Task description - Can you condense the paragraph in the figure-captions excerpt that begins "Figure 3. 30-year trends" into a short list that keeps its main facts?

Excerpt -
=======

Figure 2.Distributions of pre- and post-monsoon LMI and storm-ambient vertical wind shear.In the box plotsof LMI (a) and storm-ambient vertical wind shear (b) shown the median (red line), inner quartile range (blue box), and the 25th (75th) percentile minus (plus) 1.5 times the inner quartile range (horizontal black line). Shear is calculated from the National Center for Environmental Prediction-Department of Energy Reanalysis21. Significance of the separation of the median and mean values is in Table S1.

Figure 3. 30-year trends in pre-monsoon SST and vertical wind shear. Plotted is the 30-year trend in vertical wind shear (contours) based on reanalysis data from 1979–2010 (a) and numerical experiments designed to isolate the effect of the ABC on the regional circulation7 (b). Dashed contours indicate negative trends and solid contours are positive, the zero contour is not shown. Positive and negative shear contours are in units of 0.5 m s-1. Shaded are the 30-year SST trendsover the same period from observations (a), which is relative to the equatorial SST trend, and the aerosol-forced SST change prescribed in the model experiments (b).

Methods (online)

=======

Supplied material -
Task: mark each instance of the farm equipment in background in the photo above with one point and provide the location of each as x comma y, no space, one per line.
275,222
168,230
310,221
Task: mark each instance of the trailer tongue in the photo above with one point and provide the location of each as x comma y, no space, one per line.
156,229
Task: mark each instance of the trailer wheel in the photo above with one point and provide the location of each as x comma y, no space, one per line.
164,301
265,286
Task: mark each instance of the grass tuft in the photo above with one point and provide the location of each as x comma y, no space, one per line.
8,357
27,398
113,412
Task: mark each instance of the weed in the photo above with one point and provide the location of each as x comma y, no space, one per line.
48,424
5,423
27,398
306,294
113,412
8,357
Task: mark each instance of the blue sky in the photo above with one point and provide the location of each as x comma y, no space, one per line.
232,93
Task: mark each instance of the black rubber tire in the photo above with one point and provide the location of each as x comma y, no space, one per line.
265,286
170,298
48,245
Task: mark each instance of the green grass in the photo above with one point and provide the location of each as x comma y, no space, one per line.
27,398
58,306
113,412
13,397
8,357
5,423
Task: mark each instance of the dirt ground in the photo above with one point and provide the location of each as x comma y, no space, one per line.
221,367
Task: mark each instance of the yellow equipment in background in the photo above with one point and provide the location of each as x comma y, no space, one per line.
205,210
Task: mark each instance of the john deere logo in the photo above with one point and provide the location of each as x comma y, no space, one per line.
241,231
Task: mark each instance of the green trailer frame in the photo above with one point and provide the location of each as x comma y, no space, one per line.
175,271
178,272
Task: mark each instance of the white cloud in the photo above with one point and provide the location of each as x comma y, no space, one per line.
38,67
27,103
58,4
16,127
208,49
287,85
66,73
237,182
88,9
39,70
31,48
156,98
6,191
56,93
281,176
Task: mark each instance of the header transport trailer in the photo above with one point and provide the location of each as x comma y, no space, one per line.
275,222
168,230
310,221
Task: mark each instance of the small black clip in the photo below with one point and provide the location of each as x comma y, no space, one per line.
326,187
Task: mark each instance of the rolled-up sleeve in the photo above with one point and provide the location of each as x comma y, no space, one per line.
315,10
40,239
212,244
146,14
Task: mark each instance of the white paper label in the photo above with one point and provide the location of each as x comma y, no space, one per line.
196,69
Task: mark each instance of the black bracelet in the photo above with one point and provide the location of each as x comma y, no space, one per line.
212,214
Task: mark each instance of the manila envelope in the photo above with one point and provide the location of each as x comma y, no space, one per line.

=======

Completed task -
- Figure 3 shows 30-year trends in pre-monsoon SST and vertical wind shear.
- Contours show the vertical wind shear trend. Panel (a) uses reanalysis data from 1979–2010. Panel (b) uses numerical experiments designed to isolate the ABC's effect on the regional circulation.
- Dashed contours mark negative trends and solid contours mark positive ones. The zero contour is omitted, and contours are in units of 0.5 m s-1.
- Shading shows SST trends over the same period. Panel (a) shows observed trends relative to the equatorial SST trend. Panel (b) shows the aerosol-forced SST change prescribed in the model experiments.